### Text block
::::
Ms. Lynch McMahon attended the University of the District of Columbia for a Bachelor of Science (BS) Degree in Construction Engineering and Cal Berkeley for a Master of Science (MS) in Civil Engineering.
Kelle' has also taken several professional development courses through CMAA and the Association of General Contractors. As a lifetime learner, you can never get enough training and certifications for your specialty. It’s important to keep current with standards, policies and best practices in the industry. Kelle' is also a licensed yoga instructor and is working on a specialty certification for integrative health and nutrition.
For women interested in exploring the field of facility management, Ms. Lynch McMahon offered these words of advice:
“Learn the ins and outs of the entire process! Educate yourself on design, planning, maintenance and operations. They are all inter-related and support one another and are critical to the success of a well-run facility. Whenever you can, get hands on training and relevant experience if and wherever possible. Best to know and learn hands on rather than always relying on textbooks and theories.”
What skills make women strong candidates for this field?
“Leadership skills, good listening and planning skills are critical, including the ability to process and sequence activities (multi-tasking) during the construction process while identifying and addressing deferred maintenance issues,” she said.
::::
### Records for processing

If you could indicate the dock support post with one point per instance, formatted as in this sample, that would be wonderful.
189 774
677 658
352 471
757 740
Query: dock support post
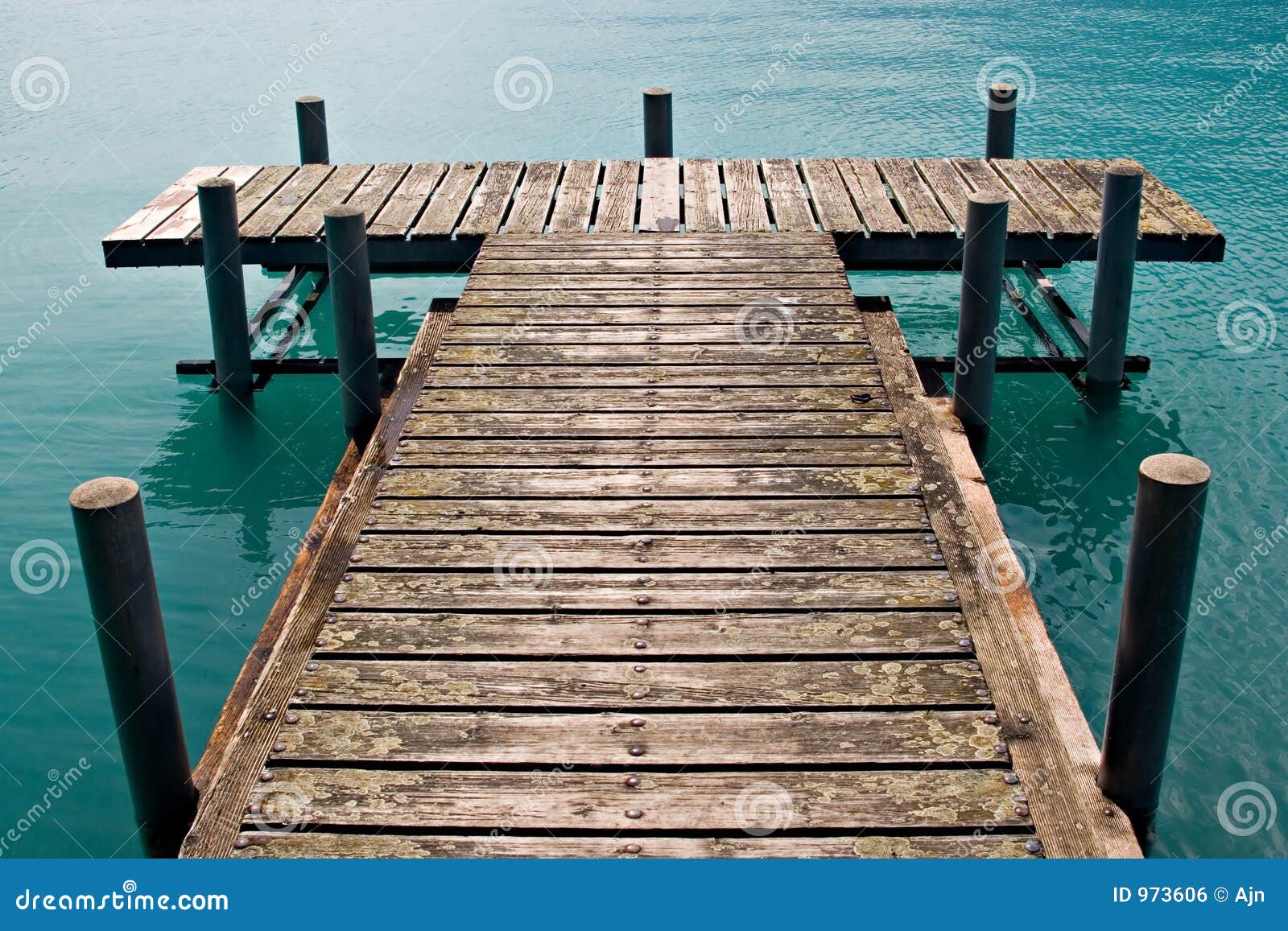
225 289
122 596
354 321
1116 262
983 259
1000 139
311 126
1161 563
657 124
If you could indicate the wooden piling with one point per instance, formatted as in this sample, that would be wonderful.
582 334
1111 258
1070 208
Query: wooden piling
1161 563
225 287
1116 263
354 321
122 595
658 142
311 126
985 253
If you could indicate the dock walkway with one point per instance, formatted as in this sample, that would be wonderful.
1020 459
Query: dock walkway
658 550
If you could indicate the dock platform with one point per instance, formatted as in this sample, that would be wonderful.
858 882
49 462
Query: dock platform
882 212
658 550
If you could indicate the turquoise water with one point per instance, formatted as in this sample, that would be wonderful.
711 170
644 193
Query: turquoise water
229 492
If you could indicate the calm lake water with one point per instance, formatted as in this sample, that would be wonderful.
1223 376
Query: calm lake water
1195 90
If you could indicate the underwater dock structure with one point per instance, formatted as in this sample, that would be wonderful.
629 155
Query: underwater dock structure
660 542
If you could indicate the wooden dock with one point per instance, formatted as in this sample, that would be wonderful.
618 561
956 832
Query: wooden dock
882 212
658 550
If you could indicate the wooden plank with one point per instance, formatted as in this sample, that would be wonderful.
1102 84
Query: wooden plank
747 210
704 204
594 483
575 204
660 425
160 208
489 201
448 201
407 200
617 199
674 739
663 452
916 203
787 196
866 188
532 203
744 515
830 197
663 635
187 219
626 553
285 203
658 399
755 801
324 845
980 175
307 223
947 186
660 196
853 590
1058 216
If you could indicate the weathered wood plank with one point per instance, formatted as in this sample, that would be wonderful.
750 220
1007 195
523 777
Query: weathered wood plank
307 223
675 739
536 195
660 196
407 200
575 204
757 802
663 635
663 452
491 199
704 204
617 483
747 210
866 188
831 200
517 515
324 845
448 201
787 196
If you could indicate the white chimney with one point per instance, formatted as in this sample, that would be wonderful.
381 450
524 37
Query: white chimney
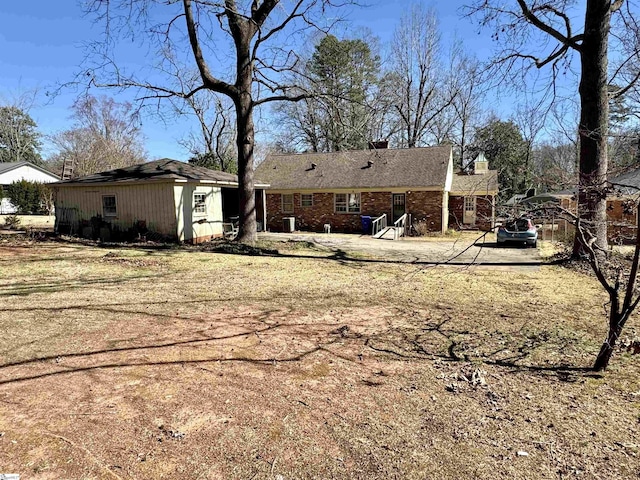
480 165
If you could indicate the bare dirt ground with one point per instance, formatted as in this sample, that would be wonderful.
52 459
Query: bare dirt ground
466 249
150 363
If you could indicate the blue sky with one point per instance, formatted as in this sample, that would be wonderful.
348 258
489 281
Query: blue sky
41 46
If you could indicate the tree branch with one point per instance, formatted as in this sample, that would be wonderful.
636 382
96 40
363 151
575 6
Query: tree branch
209 81
535 21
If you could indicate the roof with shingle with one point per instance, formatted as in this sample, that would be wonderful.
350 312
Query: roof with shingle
627 183
410 167
158 170
478 184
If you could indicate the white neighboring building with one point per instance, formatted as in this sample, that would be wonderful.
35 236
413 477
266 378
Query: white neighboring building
14 172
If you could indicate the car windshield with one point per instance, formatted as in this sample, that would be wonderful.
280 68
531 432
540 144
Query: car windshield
520 225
::::
### Problem 1
Put the lines of the records, from the line with "If you could indicate the roof" through the end of the records, into a numbered list, leaving out blank lines.
### Problem 2
Continue the text on facility management, starting after its final sentence.
The text and the records come from unrelated sources.

### Written reply 1
1. If you could indicate the roof with shingle with one point per instance, formatted as in this sample, that would be wonderful.
2. 350 312
3. Query: roof with shingle
4. 627 183
5. 410 167
6. 158 170
7. 478 184
8. If you could indicate the white neighboring building with one point per instance, formatted as in this sample, that would be wonderful.
9. 35 236
10. 413 477
11. 266 378
12. Query: white neighboring building
13. 14 172
14. If you could indicate the car windshield with one point per instance, formatted as in this sample, that would be wonderful.
15. 280 68
16. 531 432
17. 540 144
18. Query: car windshield
19. 520 225

### Written reply 2
In closing, she stated that it is important to have representation, and that the opportunities are there if people seek them out.
"One thing that everyone should always have is a mentor in the field you are pursuing. They will be your guide and provide access and sometimes insight in situations that you may encounter. That guidance can be the difference in decisions that you make that will affect your entire career,” she said.
“Always be confident that success is on the other side of whatever challenge you encounter. It always comes down to the Attitude that you have and not the Aptitude. Your attitude will always convince others to do something positive, whereas your aptitude does not always impact others in a positive way. And always be your authentic self. No masks required!”